[Extracted text Boundary: Start]

A bureaucratic environment prevents organizations from anticipating new opportunities. A slow decision-making process and lack of relevant information are two common symptoms.

During a talk at the London Business School, Jack Welch emphasized that ‘at GE we hate bureaucracy’ because it makes decision-process burdensome. Robert Townsend, former CEO of Avis, recommended that instead ‘all decisions should be made as low as possible in the organization’.

Bureaucracy impedes employees from spotting opportunities. This is dangerous. Ben Horowitz, a famous Silicon Valley VC, highlights that ‘free- flowing information is critical for the health of the company’. Innovations often come from the front line. If the information is too distilled, the management will miss decisive opportunities.

2. Structural Inertia

As a company grows, it develops all kinds of commitments with its suppliers, its investments, and its own worldviews. Structural inertia is a symptom of success. Everything seems to go well so the company does not reassess the situation.

Polaroid was trapped in its formula for success. As former CEO DiCamillo remembered: “We knew we needed to change the fan belt, but we couldn’t stop the engine.”. Polaroid’s worldview was that everyone needed hardcopies. The whole organization was built on this belief that was no longer true. Unable to change, the company went bankrupt in only a few years.

[Extracted text Boundary: End]
[Information Boundary: Start]

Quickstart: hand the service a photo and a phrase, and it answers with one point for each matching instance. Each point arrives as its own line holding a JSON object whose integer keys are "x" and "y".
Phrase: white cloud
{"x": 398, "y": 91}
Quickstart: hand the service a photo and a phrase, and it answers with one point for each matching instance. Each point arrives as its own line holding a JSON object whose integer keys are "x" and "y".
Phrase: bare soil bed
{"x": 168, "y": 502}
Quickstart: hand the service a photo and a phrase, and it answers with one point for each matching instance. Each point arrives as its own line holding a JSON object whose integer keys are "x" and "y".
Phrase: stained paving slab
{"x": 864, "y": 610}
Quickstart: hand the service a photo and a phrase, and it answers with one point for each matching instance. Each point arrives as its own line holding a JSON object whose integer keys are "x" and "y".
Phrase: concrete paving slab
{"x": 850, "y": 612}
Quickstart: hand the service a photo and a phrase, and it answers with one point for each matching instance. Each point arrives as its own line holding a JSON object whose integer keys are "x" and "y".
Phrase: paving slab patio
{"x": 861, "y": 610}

[Information Boundary: End]

About this task.
Pick up the piece on bureaucracy and structural inertia in companies where it stops, and carry it on in the same style.

Answer below.
3. Lack of Focus

Lack of focus hinders the company’s ability to foresee opportunities of growth. Having experienced a tremendous growth from the 1990s to 2000, Nokia ended up with a very large product portfolio. Employees did not know what was Nokia’s core value proposition. They kept improving technology instead of creating a better user experience. In 2007, Nokia was competing for every segment of the mobile market from professionals (BlackBerry) to fashionable (iPhone) to low price (Asian brands).

Looking for more strategic agility, a company should reduce its portfolio. This is a bold decision that is rewarding on the long term. In 2013, Google did a spring cleaning, bringing its portfolio to 70 products. The idea is to “focus its efforts on building great products.” Apple embraced a similar move when Steve Jobs returned in 1996.

Take Away

Three main reasons impede established companies from being innovative: bureaucracy, structural inertia, and lack of focus. But large companies do not have to stick to slow motion. They can also achieve strategic agility.